Texto apresentado –
┄┄┄┄┄┄┄┄┄┄

Vejo o novo enquadramento do símbolo do PSD como:

A aplicação de uma assinatura inclinada e de uma seta encurvada e desequilibrada (muito tronco para pouca base) num centro em forma de um duplo círculo, que parece aludir à dupla volta do símbolo @

Sobre este conjunto de signos publicitários ocorre-me o seguinte:

- embora apareça em fundo desmaiado e azulado, o duplo círculo é a forma que ressalta;

- nele, a simulação de um @ remete-nos para os símbolos e os ícones da Comunicação&Informação;

- sendo este tema-ícon mais actual do que a seta curva, a sobreposição obriga-nos a um ajuste permanente de significação;

- a assinatura inclinada corresponde a pretensiosismo, pelos dados da grafologia;

- o símbolo da seta pode ser perturbador, pelo desgaste que se adivinha na determinação que pretende sugerir;

- as setas não encurvam nem rabiam - esse é o movimento que esperamos encontrar nos espermatozóides;

- existindo setas antigas, mais valeria deixá-las como nasceram.

Diria, assim, que tal símbolo nos pretendem obrigar a esta leitura subliminar: Um pretensioso espermatozóide tenta brincar com o mundo digital.

┄┄┄┄┄┄┄┄┄┄

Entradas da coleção
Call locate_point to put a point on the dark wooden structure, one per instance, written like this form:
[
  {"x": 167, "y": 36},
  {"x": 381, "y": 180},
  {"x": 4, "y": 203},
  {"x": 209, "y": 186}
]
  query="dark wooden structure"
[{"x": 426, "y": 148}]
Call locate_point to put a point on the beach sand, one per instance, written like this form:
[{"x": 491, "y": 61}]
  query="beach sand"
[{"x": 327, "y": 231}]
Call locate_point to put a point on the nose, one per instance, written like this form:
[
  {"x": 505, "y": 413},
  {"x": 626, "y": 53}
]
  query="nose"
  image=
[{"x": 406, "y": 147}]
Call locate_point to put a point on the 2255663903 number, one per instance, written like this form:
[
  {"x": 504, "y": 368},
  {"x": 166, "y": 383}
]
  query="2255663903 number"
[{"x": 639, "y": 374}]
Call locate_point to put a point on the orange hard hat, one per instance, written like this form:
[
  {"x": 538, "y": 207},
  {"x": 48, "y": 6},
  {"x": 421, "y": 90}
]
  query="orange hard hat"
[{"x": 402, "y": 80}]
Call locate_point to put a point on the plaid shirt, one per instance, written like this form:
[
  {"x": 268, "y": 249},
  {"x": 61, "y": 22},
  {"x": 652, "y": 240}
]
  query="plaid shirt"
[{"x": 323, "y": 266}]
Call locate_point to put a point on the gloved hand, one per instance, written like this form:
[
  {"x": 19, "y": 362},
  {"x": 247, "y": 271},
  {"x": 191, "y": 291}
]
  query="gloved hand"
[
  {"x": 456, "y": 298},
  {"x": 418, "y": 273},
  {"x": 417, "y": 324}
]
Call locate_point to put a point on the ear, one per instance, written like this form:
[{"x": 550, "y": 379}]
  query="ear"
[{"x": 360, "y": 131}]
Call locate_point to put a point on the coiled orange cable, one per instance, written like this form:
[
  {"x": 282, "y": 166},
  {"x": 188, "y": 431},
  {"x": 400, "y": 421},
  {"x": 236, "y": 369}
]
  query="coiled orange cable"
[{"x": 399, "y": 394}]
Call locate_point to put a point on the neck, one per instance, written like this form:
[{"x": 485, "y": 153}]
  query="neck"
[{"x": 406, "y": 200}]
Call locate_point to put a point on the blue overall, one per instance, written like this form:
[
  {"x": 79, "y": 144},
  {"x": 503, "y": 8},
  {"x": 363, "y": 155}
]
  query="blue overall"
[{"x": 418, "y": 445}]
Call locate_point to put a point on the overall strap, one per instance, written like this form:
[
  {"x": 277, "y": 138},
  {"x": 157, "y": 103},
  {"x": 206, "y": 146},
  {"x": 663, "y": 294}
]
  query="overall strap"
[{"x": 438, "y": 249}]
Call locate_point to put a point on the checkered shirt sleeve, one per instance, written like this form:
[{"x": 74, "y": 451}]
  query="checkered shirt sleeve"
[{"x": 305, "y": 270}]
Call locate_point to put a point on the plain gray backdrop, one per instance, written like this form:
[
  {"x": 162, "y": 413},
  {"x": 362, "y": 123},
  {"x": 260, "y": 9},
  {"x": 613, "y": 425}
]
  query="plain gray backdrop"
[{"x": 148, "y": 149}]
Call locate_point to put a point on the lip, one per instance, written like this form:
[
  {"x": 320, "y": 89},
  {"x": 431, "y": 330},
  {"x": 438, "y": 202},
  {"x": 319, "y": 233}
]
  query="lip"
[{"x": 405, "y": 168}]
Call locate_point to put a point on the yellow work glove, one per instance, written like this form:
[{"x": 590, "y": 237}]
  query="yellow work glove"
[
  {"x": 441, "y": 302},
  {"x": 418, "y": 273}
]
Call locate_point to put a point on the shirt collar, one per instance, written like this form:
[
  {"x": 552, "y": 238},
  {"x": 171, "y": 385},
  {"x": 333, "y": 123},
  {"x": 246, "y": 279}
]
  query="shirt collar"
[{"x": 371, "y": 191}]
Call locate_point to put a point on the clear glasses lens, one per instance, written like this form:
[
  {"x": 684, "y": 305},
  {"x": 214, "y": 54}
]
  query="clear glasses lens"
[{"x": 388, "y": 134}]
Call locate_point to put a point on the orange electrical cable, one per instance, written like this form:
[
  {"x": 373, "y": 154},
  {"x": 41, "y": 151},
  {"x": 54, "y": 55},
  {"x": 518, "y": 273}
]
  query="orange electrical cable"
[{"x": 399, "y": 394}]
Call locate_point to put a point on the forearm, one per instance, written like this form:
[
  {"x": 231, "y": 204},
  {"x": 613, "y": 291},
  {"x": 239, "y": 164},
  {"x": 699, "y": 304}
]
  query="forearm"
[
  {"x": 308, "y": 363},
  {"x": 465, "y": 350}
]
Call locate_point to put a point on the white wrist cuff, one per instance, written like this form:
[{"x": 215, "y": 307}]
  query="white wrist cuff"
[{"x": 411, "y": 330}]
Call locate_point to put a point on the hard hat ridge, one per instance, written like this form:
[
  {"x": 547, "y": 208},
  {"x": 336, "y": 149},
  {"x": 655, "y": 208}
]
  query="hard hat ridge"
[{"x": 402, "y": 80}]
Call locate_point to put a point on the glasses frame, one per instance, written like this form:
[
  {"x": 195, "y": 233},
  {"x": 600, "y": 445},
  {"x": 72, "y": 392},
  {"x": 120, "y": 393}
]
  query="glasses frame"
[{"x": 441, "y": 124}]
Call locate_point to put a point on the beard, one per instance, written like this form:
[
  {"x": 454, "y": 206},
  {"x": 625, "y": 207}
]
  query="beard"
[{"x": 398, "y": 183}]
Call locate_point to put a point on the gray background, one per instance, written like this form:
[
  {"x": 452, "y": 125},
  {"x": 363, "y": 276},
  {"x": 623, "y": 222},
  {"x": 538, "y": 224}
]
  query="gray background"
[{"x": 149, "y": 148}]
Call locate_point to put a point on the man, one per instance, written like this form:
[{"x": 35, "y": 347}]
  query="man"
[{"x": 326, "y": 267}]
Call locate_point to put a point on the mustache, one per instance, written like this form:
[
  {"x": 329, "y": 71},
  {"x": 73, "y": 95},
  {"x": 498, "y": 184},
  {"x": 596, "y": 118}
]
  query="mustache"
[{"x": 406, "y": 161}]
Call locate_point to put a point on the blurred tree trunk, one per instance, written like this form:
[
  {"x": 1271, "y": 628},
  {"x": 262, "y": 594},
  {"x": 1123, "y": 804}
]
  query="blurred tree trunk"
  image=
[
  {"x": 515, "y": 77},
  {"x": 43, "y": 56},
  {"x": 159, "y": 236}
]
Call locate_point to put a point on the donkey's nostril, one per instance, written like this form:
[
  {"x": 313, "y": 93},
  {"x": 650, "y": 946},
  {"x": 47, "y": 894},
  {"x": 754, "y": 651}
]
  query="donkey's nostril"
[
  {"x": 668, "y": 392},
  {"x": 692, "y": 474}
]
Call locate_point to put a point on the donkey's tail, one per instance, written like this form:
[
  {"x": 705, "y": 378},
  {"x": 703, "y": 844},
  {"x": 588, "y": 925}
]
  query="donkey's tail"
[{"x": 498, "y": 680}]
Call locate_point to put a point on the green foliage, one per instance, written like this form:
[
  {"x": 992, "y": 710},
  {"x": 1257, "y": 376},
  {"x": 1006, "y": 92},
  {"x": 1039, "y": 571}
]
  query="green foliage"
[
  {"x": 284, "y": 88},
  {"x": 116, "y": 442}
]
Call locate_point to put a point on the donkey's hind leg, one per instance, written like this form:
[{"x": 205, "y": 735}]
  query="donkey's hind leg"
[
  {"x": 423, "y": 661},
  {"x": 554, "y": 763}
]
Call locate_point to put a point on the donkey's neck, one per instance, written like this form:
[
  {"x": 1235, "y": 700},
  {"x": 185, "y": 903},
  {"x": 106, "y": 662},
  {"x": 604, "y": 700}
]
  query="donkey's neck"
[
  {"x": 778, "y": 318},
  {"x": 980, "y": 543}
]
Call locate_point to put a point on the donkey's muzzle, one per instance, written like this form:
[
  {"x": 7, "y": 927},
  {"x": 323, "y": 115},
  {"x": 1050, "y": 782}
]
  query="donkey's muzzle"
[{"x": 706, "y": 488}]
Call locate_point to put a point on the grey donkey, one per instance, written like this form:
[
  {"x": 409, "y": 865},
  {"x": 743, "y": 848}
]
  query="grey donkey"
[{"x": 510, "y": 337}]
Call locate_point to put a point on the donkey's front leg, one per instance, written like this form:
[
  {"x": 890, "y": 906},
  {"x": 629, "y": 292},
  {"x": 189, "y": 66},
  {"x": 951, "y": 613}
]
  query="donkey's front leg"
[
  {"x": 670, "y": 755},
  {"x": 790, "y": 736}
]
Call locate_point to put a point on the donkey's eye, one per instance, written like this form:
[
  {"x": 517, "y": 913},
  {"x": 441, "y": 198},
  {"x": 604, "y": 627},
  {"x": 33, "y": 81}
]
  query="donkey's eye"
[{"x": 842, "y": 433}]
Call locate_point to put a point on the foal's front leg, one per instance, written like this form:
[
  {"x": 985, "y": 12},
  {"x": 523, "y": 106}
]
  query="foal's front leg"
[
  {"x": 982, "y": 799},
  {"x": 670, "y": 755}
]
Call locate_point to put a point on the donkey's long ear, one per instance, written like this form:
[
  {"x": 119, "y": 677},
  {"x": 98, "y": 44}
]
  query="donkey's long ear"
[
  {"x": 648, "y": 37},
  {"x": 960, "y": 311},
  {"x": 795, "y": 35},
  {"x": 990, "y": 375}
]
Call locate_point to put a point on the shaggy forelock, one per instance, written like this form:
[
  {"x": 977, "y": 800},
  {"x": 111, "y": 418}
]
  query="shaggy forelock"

┄┄┄┄┄┄┄┄┄┄

A fazer –
[a] No texto sobre o símbolo do PSD, a que corresponde a assinatura inclinada, segundo os dados da grafologia?
[b] Reproduza sem alterações o trecho do texto sobre o símbolo do PSD que começa em "- o símbolo" e termina em "o mundo digital.".

As respostas –
[a] Corresponde a pretensiosismo.

[b]
- o símbolo da seta pode ser perturbador, pelo desgaste que se adivinha na determinação que pretende sugerir;

- as setas não encurvam nem rabiam - esse é o movimento que esperamos encontrar nos espermatozóides;

- existindo setas antigas, mais valeria deixá-las como nasceram.

Diria, assim, que tal símbolo nos pretendem obrigar a esta leitura subliminar: Um pretensioso espermatozóide tenta brincar com o mundo digital.